• _WHAT YOU ARE ASKED TO DO_:
Gather each line in the rows below that contains the string "sign" and copy those lines unchanged.
====
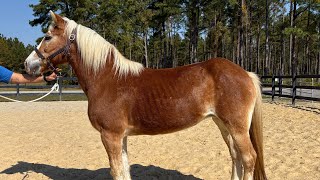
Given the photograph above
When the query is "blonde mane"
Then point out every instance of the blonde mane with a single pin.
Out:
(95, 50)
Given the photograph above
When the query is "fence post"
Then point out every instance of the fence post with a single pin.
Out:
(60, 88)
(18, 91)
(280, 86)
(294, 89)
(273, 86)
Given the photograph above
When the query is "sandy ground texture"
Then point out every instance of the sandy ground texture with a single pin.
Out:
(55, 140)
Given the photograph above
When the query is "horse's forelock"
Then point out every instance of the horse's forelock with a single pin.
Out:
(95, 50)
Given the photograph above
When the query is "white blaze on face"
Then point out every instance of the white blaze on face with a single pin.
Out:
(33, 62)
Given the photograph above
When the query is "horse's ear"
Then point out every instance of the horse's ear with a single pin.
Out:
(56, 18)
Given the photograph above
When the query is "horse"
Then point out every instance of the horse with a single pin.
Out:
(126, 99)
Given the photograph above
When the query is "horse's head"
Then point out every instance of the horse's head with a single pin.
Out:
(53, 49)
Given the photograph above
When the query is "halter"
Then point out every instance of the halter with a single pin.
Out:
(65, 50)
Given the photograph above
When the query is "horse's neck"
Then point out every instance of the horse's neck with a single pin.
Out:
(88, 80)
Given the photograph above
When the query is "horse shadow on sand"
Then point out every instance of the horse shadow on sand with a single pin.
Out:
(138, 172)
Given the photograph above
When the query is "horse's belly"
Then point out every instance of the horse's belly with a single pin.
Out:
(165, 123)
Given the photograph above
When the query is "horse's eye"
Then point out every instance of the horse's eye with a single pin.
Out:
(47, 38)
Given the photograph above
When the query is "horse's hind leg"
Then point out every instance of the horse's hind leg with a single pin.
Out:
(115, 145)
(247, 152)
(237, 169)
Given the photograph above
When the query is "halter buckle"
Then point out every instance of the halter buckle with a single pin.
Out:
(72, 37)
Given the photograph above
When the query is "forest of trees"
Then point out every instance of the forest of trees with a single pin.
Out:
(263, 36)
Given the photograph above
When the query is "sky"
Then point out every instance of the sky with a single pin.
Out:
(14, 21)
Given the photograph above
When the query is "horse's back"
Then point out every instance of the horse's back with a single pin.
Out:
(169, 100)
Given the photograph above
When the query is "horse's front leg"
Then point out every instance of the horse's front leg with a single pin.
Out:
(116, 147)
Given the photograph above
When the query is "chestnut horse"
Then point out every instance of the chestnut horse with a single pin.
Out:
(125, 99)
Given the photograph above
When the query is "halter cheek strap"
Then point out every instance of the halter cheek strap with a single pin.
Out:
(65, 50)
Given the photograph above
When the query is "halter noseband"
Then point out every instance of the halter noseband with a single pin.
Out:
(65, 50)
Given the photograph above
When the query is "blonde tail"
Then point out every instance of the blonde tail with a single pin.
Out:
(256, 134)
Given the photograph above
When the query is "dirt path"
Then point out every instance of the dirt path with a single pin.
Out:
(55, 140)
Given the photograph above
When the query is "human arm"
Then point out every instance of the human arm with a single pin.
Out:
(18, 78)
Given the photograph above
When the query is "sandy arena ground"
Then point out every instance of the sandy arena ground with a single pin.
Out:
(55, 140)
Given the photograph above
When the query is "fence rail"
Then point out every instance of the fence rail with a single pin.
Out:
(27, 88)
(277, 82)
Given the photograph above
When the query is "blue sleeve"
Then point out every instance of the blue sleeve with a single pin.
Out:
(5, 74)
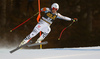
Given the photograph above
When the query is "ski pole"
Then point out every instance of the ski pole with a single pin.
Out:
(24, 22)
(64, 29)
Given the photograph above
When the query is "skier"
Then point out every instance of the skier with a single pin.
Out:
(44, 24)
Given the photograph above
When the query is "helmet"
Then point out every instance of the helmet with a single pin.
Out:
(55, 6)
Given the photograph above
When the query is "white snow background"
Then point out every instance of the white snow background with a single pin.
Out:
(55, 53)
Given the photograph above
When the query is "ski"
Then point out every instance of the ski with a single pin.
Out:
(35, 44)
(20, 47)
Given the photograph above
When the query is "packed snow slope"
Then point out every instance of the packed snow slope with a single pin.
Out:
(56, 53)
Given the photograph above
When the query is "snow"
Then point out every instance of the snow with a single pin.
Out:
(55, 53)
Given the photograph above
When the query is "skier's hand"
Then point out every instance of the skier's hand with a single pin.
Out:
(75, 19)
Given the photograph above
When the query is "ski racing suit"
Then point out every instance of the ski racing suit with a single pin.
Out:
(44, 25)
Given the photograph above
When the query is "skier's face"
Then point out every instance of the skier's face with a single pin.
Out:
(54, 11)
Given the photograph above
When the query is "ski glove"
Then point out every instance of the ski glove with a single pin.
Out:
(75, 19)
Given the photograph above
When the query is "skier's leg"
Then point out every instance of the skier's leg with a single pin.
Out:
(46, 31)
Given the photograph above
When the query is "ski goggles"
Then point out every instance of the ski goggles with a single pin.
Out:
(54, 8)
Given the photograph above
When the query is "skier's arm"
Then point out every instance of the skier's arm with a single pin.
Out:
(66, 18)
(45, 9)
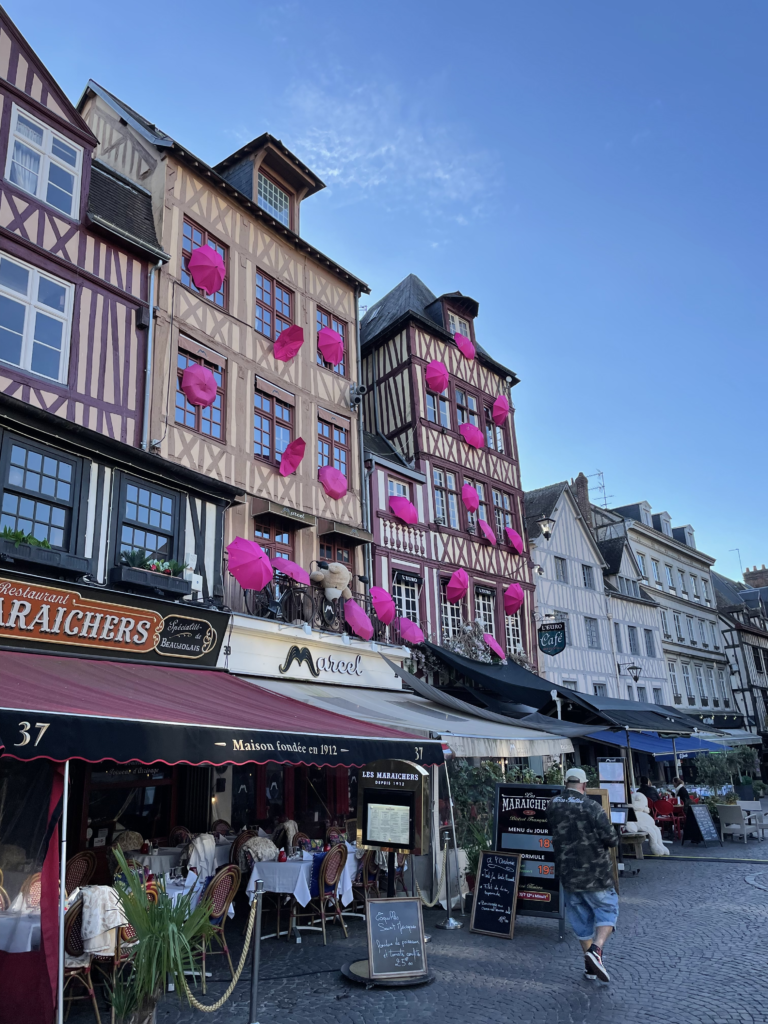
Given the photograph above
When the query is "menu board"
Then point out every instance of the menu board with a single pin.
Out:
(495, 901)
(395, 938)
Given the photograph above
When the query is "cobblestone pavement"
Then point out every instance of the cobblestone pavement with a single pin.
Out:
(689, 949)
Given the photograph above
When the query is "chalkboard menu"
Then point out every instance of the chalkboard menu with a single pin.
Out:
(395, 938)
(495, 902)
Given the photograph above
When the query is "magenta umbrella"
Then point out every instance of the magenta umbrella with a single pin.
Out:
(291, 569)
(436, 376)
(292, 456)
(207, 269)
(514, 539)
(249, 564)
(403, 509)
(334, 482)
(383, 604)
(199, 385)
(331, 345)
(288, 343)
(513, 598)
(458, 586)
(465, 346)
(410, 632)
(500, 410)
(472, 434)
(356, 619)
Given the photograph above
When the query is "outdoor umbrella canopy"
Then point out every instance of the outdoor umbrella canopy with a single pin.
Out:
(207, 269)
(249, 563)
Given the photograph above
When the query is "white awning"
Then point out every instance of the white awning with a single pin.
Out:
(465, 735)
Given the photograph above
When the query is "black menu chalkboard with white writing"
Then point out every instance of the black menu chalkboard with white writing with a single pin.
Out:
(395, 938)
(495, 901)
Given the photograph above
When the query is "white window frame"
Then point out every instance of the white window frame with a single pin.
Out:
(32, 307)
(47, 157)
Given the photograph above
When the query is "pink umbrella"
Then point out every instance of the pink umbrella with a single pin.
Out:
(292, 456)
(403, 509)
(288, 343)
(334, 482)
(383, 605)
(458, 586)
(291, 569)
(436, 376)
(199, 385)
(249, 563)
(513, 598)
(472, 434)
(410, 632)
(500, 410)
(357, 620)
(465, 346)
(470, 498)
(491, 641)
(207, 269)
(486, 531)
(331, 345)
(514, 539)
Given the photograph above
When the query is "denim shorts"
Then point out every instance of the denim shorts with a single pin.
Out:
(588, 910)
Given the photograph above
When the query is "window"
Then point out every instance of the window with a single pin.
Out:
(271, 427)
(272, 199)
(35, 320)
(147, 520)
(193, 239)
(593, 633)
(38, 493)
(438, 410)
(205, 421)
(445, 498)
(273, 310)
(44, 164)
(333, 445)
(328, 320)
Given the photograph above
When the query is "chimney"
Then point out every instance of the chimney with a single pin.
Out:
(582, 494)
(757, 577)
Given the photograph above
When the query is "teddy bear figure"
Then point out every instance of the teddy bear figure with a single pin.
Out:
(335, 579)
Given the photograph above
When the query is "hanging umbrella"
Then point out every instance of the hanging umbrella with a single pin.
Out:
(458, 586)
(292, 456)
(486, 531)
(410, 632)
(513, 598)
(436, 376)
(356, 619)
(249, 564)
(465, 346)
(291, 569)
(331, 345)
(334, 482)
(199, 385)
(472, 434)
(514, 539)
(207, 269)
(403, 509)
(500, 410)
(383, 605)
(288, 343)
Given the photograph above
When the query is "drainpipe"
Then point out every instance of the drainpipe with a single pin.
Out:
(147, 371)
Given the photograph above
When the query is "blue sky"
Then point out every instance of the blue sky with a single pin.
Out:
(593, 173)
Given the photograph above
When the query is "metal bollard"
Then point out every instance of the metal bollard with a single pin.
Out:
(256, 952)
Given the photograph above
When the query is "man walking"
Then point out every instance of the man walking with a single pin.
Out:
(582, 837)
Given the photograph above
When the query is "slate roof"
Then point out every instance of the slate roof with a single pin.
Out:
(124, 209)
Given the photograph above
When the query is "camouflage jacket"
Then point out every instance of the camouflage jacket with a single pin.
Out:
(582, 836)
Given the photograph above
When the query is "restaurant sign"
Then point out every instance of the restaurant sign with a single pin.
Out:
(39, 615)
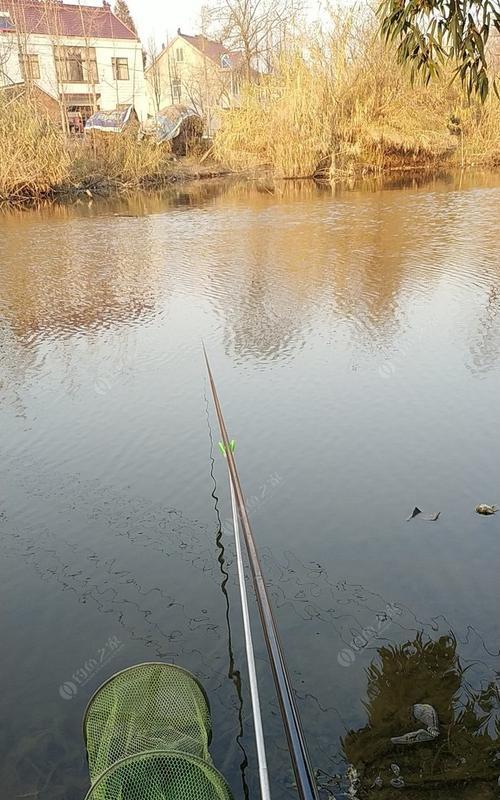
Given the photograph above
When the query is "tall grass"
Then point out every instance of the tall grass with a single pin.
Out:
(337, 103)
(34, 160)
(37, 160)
====
• _RESPONSE TO THIS EXERCISE_:
When the query is "restaurant sign"
Then point out every instance of the restaurant sign with a single pin.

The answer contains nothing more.